Of the entries below, copy only those lines that contain the word "Target".

BEGIN

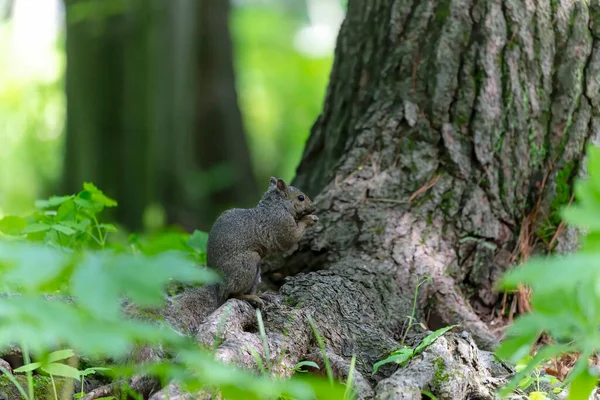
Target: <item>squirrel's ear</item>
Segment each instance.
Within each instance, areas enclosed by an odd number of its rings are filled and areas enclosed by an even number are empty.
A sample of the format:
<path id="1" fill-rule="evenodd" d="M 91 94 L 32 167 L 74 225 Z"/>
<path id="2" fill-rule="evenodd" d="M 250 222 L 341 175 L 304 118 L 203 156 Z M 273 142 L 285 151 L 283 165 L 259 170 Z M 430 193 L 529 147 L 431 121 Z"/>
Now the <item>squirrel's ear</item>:
<path id="1" fill-rule="evenodd" d="M 285 192 L 287 190 L 287 185 L 283 181 L 283 179 L 277 179 L 277 189 Z"/>
<path id="2" fill-rule="evenodd" d="M 272 176 L 271 179 L 269 179 L 269 186 L 275 186 L 275 185 L 277 185 L 277 178 Z"/>

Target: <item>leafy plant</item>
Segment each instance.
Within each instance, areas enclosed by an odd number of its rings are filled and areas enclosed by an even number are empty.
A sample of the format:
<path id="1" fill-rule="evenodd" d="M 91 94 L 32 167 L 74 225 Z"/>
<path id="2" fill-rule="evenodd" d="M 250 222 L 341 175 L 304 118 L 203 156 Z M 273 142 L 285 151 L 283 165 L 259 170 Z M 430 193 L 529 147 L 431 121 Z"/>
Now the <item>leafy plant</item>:
<path id="1" fill-rule="evenodd" d="M 296 363 L 296 365 L 294 365 L 294 371 L 305 373 L 306 370 L 303 370 L 302 367 L 311 367 L 311 368 L 320 369 L 319 366 L 317 365 L 317 363 L 314 361 L 300 361 L 299 363 Z"/>
<path id="2" fill-rule="evenodd" d="M 373 365 L 373 375 L 377 373 L 379 367 L 385 364 L 396 363 L 400 366 L 406 365 L 414 356 L 425 350 L 427 347 L 432 345 L 440 336 L 448 332 L 450 329 L 457 327 L 458 325 L 450 325 L 444 328 L 440 328 L 435 332 L 431 332 L 425 336 L 423 340 L 414 349 L 409 346 L 402 346 L 398 350 L 394 350 L 384 360 L 378 361 Z"/>
<path id="3" fill-rule="evenodd" d="M 406 336 L 408 335 L 408 332 L 410 332 L 410 330 L 415 322 L 415 313 L 417 311 L 417 296 L 419 295 L 419 288 L 421 287 L 421 285 L 427 283 L 430 280 L 431 280 L 430 276 L 425 276 L 425 277 L 419 279 L 419 281 L 417 282 L 417 284 L 415 286 L 415 294 L 413 295 L 412 310 L 411 310 L 410 316 L 408 316 L 408 326 L 404 330 L 404 334 L 402 335 L 402 340 L 400 341 L 400 343 L 402 345 L 404 345 L 406 343 Z"/>
<path id="4" fill-rule="evenodd" d="M 159 310 L 166 300 L 164 289 L 173 282 L 202 285 L 218 277 L 199 265 L 206 257 L 203 232 L 133 235 L 128 246 L 109 243 L 111 229 L 106 227 L 110 225 L 103 224 L 99 214 L 115 204 L 94 185 L 85 184 L 77 195 L 38 202 L 39 211 L 30 217 L 5 217 L 0 223 L 4 233 L 0 235 L 0 291 L 4 292 L 0 294 L 0 351 L 13 343 L 21 345 L 25 365 L 15 372 L 27 374 L 28 390 L 8 371 L 3 373 L 25 399 L 34 400 L 34 372 L 50 374 L 52 381 L 54 376 L 80 380 L 76 397 L 81 397 L 84 377 L 97 371 L 118 378 L 149 373 L 163 382 L 176 380 L 190 390 L 215 388 L 232 399 L 343 398 L 341 384 L 314 376 L 257 377 L 215 360 L 211 349 L 199 348 L 159 318 L 154 322 L 126 318 L 121 308 L 124 299 L 144 310 Z M 259 324 L 265 338 L 260 319 Z M 74 354 L 119 360 L 136 345 L 161 345 L 177 355 L 177 362 L 83 370 L 61 362 Z M 34 362 L 30 352 L 36 356 Z"/>
<path id="5" fill-rule="evenodd" d="M 581 248 L 569 255 L 531 259 L 500 282 L 504 290 L 529 286 L 533 311 L 508 329 L 497 355 L 516 364 L 532 352 L 542 333 L 553 341 L 537 350 L 502 395 L 512 392 L 541 363 L 565 353 L 579 354 L 564 382 L 570 384 L 570 400 L 587 399 L 598 381 L 589 360 L 600 350 L 600 149 L 589 146 L 587 156 L 588 178 L 574 186 L 577 202 L 562 210 L 566 223 L 585 230 Z"/>
<path id="6" fill-rule="evenodd" d="M 527 367 L 527 364 L 531 362 L 532 357 L 525 357 L 519 364 L 516 365 L 517 372 L 524 370 Z M 517 384 L 517 387 L 522 391 L 526 391 L 531 387 L 531 385 L 535 385 L 535 390 L 529 392 L 527 395 L 514 395 L 511 396 L 512 399 L 527 399 L 527 400 L 548 400 L 548 393 L 542 390 L 540 383 L 546 382 L 552 386 L 553 393 L 560 393 L 562 388 L 560 387 L 560 381 L 558 378 L 552 375 L 543 375 L 540 368 L 535 368 L 532 373 L 525 378 L 521 379 Z"/>
<path id="7" fill-rule="evenodd" d="M 0 232 L 55 247 L 82 249 L 92 247 L 91 241 L 97 248 L 104 248 L 108 234 L 117 231 L 114 225 L 101 224 L 97 218 L 106 207 L 116 207 L 117 202 L 89 182 L 77 194 L 52 196 L 36 201 L 35 206 L 37 211 L 26 218 L 2 218 Z"/>

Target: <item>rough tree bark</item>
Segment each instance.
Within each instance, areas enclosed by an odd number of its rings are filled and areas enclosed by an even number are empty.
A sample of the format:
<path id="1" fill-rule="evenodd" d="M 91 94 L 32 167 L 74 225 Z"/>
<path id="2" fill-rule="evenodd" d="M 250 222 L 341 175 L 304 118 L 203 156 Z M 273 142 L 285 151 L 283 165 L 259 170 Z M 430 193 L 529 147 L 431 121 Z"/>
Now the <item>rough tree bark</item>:
<path id="1" fill-rule="evenodd" d="M 599 10 L 597 0 L 350 0 L 295 181 L 320 221 L 266 265 L 283 283 L 263 310 L 277 373 L 322 361 L 311 315 L 338 377 L 357 355 L 360 398 L 495 398 L 509 371 L 485 351 L 498 339 L 493 283 L 523 252 L 547 250 L 584 145 L 598 137 Z M 559 236 L 563 248 L 569 238 Z M 399 345 L 425 276 L 417 316 L 465 333 L 371 376 Z M 263 354 L 253 309 L 227 304 L 217 357 L 255 367 L 242 350 Z M 223 309 L 171 315 L 213 343 Z M 152 398 L 167 392 L 194 398 L 176 383 Z"/>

END

◆ Exercise response
Target: <item>squirrel's ear</item>
Target: <item>leafy plant</item>
Target: <item>rough tree bark</item>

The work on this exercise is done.